***** Provided data

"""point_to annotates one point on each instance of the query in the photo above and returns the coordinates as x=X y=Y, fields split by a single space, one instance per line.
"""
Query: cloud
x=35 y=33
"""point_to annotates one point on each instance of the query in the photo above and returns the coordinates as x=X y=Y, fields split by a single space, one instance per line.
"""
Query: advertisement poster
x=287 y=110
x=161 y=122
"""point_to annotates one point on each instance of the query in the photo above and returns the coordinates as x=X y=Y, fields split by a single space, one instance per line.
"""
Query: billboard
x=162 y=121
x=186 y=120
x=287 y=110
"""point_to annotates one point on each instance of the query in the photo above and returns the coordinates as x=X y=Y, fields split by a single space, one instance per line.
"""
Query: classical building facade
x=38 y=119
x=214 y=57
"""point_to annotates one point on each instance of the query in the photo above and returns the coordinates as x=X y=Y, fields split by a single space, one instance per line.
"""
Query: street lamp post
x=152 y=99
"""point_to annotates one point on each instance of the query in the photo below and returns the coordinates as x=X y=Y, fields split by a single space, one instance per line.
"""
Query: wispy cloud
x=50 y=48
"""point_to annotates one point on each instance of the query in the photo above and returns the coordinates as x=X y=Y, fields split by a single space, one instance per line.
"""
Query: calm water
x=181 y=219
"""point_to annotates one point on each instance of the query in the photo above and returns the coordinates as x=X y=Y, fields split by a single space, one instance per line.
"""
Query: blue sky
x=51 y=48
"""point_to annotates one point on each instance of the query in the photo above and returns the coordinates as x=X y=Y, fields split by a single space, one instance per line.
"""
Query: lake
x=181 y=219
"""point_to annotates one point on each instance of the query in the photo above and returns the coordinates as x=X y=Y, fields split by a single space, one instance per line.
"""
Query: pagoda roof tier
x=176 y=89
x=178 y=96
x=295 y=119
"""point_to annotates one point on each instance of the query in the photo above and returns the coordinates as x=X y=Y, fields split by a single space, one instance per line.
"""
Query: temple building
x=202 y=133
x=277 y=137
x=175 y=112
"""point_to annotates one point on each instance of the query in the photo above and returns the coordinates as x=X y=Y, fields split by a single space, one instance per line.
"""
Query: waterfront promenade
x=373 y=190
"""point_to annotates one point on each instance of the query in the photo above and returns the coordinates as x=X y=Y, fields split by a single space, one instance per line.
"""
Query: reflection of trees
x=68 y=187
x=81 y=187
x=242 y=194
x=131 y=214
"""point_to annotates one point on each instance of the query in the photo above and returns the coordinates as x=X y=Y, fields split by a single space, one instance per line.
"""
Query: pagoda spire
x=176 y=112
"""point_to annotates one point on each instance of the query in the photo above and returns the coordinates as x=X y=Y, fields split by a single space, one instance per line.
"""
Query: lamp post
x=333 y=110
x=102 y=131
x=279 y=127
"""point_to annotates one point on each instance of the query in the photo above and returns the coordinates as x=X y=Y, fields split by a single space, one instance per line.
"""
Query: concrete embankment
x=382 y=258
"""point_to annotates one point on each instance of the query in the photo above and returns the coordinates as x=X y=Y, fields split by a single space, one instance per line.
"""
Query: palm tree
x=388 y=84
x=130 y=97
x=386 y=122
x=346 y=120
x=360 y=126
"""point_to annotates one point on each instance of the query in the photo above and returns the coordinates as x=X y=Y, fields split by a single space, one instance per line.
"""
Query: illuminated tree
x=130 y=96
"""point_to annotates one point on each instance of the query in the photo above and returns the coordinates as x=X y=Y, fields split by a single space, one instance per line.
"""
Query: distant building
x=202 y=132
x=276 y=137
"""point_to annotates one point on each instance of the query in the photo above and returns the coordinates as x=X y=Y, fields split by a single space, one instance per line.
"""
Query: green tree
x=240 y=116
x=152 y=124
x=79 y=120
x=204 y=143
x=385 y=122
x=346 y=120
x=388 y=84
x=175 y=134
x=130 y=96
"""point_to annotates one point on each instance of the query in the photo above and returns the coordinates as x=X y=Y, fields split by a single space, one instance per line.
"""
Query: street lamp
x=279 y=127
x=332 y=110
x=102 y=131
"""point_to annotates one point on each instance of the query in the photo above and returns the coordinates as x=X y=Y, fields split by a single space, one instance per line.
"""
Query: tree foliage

**********

What the task requires ▸ Repeat every line of the data, exactly and in full.

Response to this task ▸
"""point_to annotates one point on each instance of the query in the photo above and returns the coordinates as x=X y=Y, fields split by a single space, one instance per line.
"""
Query: cloud
x=35 y=33
"""point_to annotates one point on each instance of the query in the photo above and returns the coordinates as x=X y=Y, fields split by a single space, one instance per line.
"""
Query: advertisement poster
x=287 y=110
x=161 y=122
"""point_to annotates one point on each instance of the query in the photo above and returns the coordinates as x=X y=Y, fields split by a single space, one instance per line.
"""
Query: billboard
x=162 y=121
x=186 y=120
x=287 y=110
"""point_to annotates one point on each instance of the query in the photo above and returns the coordinates as x=X y=Y, fields split by a single space, one instance per line.
"""
Query: classical building facade
x=38 y=119
x=214 y=57
"""point_to annotates one point on each instance of the query in the photo above and returns the coordinates as x=X y=Y, fields split by a single space, one instance per line.
"""
Query: street lamp post
x=152 y=99
"""point_to annotates one point on each instance of the query in the photo below and returns the coordinates as x=X y=Y, fields split by a single space, one instance per line.
"""
Query: wispy cloud
x=50 y=48
"""point_to annotates one point on each instance of the query in the photo above and returns the coordinates as x=X y=Y, fields split by a single space, one instance per line.
"""
Query: calm water
x=181 y=219
"""point_to annotates one point on each instance of the query in the photo above and returns the coordinates as x=X y=Y, fields split by a single space, one instance per line.
"""
Query: blue sky
x=51 y=48
"""point_to annotates one point on each instance of the query in the photo above and returns the coordinates as x=X y=Y, fields split by a single space, one instance per line.
"""
Query: lake
x=181 y=219
"""point_to annotates one point on each instance of the query in the photo above and returns the coordinates as x=X y=Y, fields split by a single space, one instance per line.
"""
Query: pagoda roof tier
x=176 y=89
x=178 y=96
x=295 y=119
"""point_to annotates one point on each instance of the query in the photo above and returns the coordinates as x=X y=Y, fields split by a single space, one instance per line.
"""
Query: temple building
x=202 y=133
x=277 y=137
x=175 y=112
"""point_to annotates one point on each instance of the query in the photo above and returns the coordinates as x=X y=Y, fields split by a single space, one instance per line.
"""
Query: waterfront promenade
x=373 y=190
"""point_to annotates one point on each instance of the query in the photo above and returns the coordinates as x=X y=Y, fields split by a single space, one instance per line.
"""
Query: reflection of trees
x=68 y=187
x=81 y=187
x=242 y=194
x=131 y=214
"""point_to annotates one point on each instance of the query in the photo above and returns the coordinates as x=X y=Y, fields split by a single space, one instance per line.
"""
Query: pagoda spire
x=176 y=112
"""point_to annotates one point on each instance of the query in the photo above and returns the coordinates as x=X y=Y, fields split by a single space, one instance per line.
"""
Query: lamp post
x=333 y=110
x=102 y=131
x=279 y=127
"""point_to annotates one point on each instance of the query in the photo above and returns the coordinates as x=X y=Y, fields split by a single space, one instance per line.
"""
Query: concrete embankment
x=382 y=258
"""point_to annotates one point on each instance of the query in the photo above and returns the coordinates as x=X y=Y, fields split by a single space, one instance per line.
"""
Query: palm tree
x=388 y=84
x=130 y=97
x=386 y=122
x=346 y=120
x=360 y=126
"""point_to annotates one point on each instance of the query in the photo above and returns the coordinates as x=X y=Y, fields split by a single space, one instance per line.
"""
Query: illuminated tree
x=130 y=96
"""point_to annotates one point on each instance of the query in the photo above and returns the coordinates as x=X y=Y, fields split by a single space, one instance per line.
"""
Query: distant building
x=202 y=132
x=276 y=137
"""point_to annotates one point on each instance of the query in the photo above and returns the coordinates as x=X y=Y, fields split by a single space, one instance per line.
"""
Query: green tree
x=240 y=116
x=152 y=124
x=79 y=120
x=204 y=143
x=385 y=122
x=346 y=120
x=388 y=84
x=175 y=134
x=130 y=96
"""point_to annotates one point on each instance of the query in the photo above and returns the coordinates as x=X y=Y, fields split by a single space, one instance per line.
"""
Query: street lamp
x=279 y=127
x=332 y=110
x=102 y=131
"""point_to annotates one point on each instance of the query in the photo above and returns the coordinates as x=X y=Y, fields split by a single space, one instance per line.
"""
Query: tree foliage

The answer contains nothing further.